─── RECORDS FOR THE TASK ───

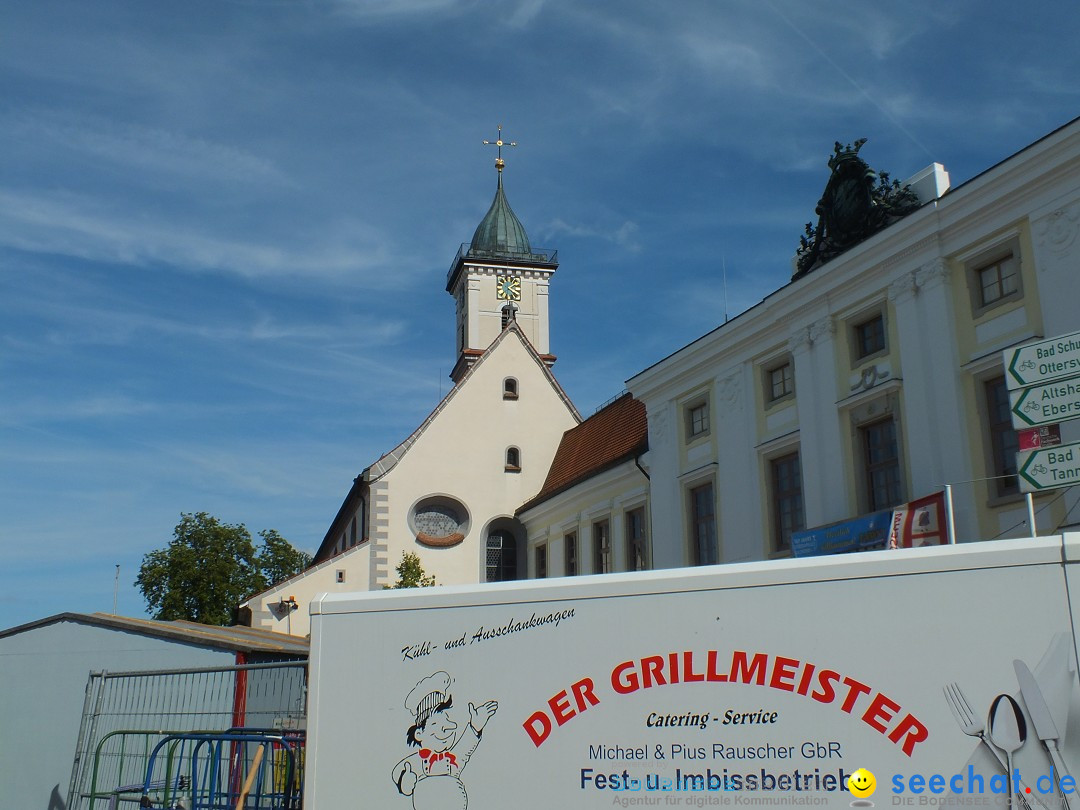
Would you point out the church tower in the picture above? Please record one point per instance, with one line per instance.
(499, 277)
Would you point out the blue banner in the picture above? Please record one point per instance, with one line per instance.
(861, 534)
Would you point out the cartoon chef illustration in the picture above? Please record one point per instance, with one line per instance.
(432, 775)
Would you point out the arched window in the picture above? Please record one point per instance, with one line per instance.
(513, 459)
(501, 556)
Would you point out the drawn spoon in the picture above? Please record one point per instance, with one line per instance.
(1008, 731)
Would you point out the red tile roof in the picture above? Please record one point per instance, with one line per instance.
(617, 433)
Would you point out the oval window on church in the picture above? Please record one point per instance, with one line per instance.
(439, 522)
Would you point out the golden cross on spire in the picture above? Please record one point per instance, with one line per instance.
(499, 163)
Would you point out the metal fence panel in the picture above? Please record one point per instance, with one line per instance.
(125, 714)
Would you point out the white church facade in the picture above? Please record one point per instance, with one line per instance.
(448, 493)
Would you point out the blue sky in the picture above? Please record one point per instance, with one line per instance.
(225, 226)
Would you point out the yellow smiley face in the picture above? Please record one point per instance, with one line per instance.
(862, 783)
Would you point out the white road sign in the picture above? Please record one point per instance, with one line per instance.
(1050, 468)
(1048, 360)
(1045, 404)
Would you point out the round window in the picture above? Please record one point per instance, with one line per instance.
(439, 522)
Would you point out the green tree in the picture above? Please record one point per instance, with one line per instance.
(279, 559)
(410, 572)
(210, 567)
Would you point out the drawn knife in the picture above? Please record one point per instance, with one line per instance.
(1041, 718)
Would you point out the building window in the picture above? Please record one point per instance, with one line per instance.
(513, 459)
(1003, 440)
(881, 464)
(636, 540)
(995, 278)
(602, 548)
(501, 557)
(785, 474)
(703, 548)
(697, 420)
(779, 382)
(999, 280)
(868, 336)
(570, 554)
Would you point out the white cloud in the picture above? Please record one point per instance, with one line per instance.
(624, 234)
(135, 148)
(88, 228)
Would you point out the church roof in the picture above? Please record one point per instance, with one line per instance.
(612, 435)
(500, 232)
(389, 460)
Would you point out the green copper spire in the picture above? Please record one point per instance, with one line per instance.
(500, 231)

───

• [ACTIVITY]: The data above should be repeated in full and exactly, with no pictures carried over.

• [RESPONSE BELOW]:
Would you point out the church tower in the picture above? Please record one point per instance, with one line per instance.
(499, 277)
Would you point out the blue banner in the picture above? Please record one point per instance, with one line per instance.
(861, 534)
Would you point out the cartoon chef illustration in the picture above? Please record one point per instance, with one line per instance.
(432, 775)
Would you point out the arched window in the picture above? Please record one point per instance, with one line per instance.
(513, 459)
(501, 556)
Would you point out the drawn spoon in the picture above? Please record one point per instance, with one line per instance.
(1008, 731)
Would you point out the red tile roof in the picture above? Please record one point per instance, with one line per instance.
(617, 433)
Would you point out the oval window on church in the picture above? Please record one point per instance, with one line per instance.
(439, 522)
Would you point out the golden cross on spire in the picture above? Please record one point per instance, with one line per instance.
(499, 163)
Would you point out the metal fence panel in the picture above? Please record one point per instance, with one line per instance.
(125, 714)
Would you point out the white church facade in the picture above? Please record one point per instance, with one line per instance.
(448, 493)
Would you point out the blue sky in the picture above? Please record one point per instance, with one line per instance.
(225, 226)
Would you point out the yellow smiley face in the picture above? Please record one point per instance, with one line per instance.
(862, 783)
Would you point out the white road sign in the picture above? Please record one point per instance, with one line per instance.
(1050, 468)
(1048, 360)
(1045, 404)
Would you point out the round window in the picture above? Please record one point per instance, with one line per instance.
(439, 522)
Would you point out the green tree in the picture above? Please record one point per instance, with one line per instance.
(279, 559)
(410, 572)
(210, 567)
Would you point out the drawn knife in the picture above? Please record one point per instance, with one line per instance.
(1041, 718)
Would you point out the building window in the picture above? Please record one point per instance, with one line per instance.
(513, 459)
(1003, 440)
(881, 464)
(636, 540)
(995, 278)
(602, 548)
(501, 557)
(785, 474)
(703, 548)
(697, 420)
(779, 382)
(999, 280)
(868, 336)
(570, 554)
Would you point out the white cloud in the picture above? Please record one point per instance, with one line per instance.
(624, 234)
(135, 148)
(88, 228)
Would you point out the church roof in the picture above? Please record one point per instance, with one line per instance.
(612, 435)
(500, 232)
(389, 460)
Would you point out the green copper spire in the picture above? Please record one point per instance, with one line per instance.
(500, 231)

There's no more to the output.